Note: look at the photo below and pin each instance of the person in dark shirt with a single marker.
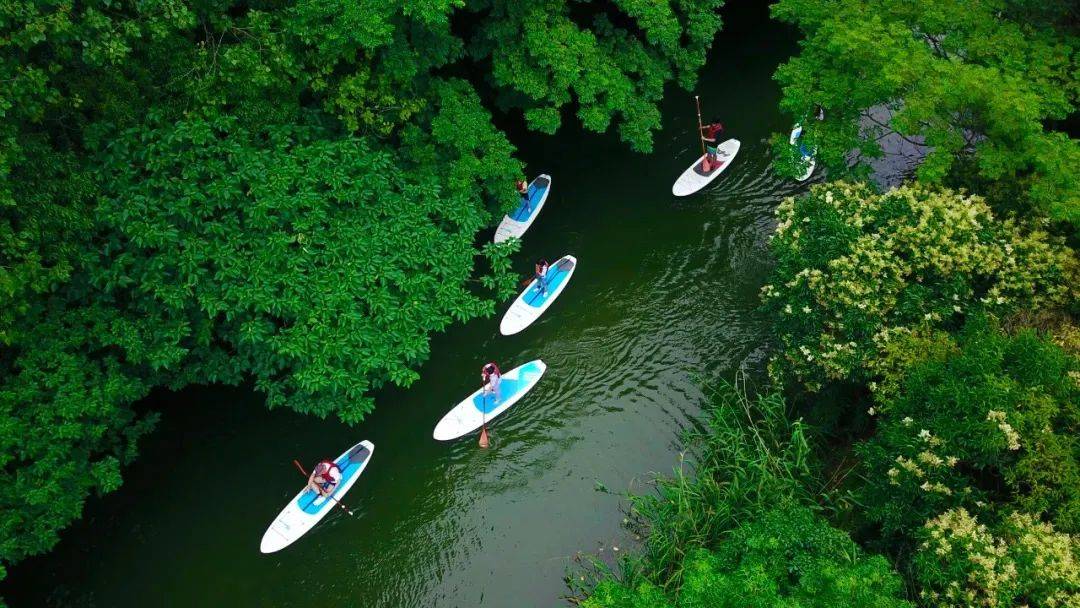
(710, 134)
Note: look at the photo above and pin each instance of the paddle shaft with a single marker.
(305, 473)
(697, 102)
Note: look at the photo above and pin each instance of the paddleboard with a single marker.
(518, 220)
(810, 163)
(478, 408)
(693, 178)
(530, 305)
(308, 508)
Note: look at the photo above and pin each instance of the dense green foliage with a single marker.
(910, 305)
(1021, 562)
(856, 270)
(286, 192)
(986, 422)
(740, 529)
(986, 84)
(784, 556)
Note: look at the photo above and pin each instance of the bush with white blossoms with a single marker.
(858, 269)
(984, 419)
(1020, 561)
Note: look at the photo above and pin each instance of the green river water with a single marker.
(664, 297)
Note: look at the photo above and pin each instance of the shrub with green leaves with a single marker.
(783, 556)
(1018, 562)
(986, 422)
(856, 270)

• PROBLEM TO SOLVE:
Rewrite all of the records above, changing "with a single marker" to "with one marker" wherever it appears and keeping everything else the same. Leave the pictures out of your answer.

• ANSWER TO THE TASK:
Note: look at the photo below and pin each instance of the person in dark shirt with one marker.
(710, 134)
Note: look at the photo above and pin each instance of the paddle shaft with one marker.
(305, 473)
(697, 102)
Note: look at the photo above and pin each instance of the paddleboard with one marker.
(518, 220)
(810, 163)
(478, 408)
(693, 178)
(530, 305)
(308, 508)
Note: look at the photo above and pin each instance of the dense green foliage with one marker.
(910, 305)
(1021, 562)
(856, 270)
(286, 192)
(986, 422)
(740, 529)
(986, 84)
(784, 556)
Note: look at the photo above and pin each instance of the bush with white blossoms with one marker.
(858, 269)
(984, 419)
(1020, 561)
Note: look at the photo above and pin each instance of the green river water with one marker.
(664, 297)
Note: look at the photo above and pin each instance of the shrub with green leaves with one marker.
(783, 556)
(1018, 562)
(986, 422)
(856, 270)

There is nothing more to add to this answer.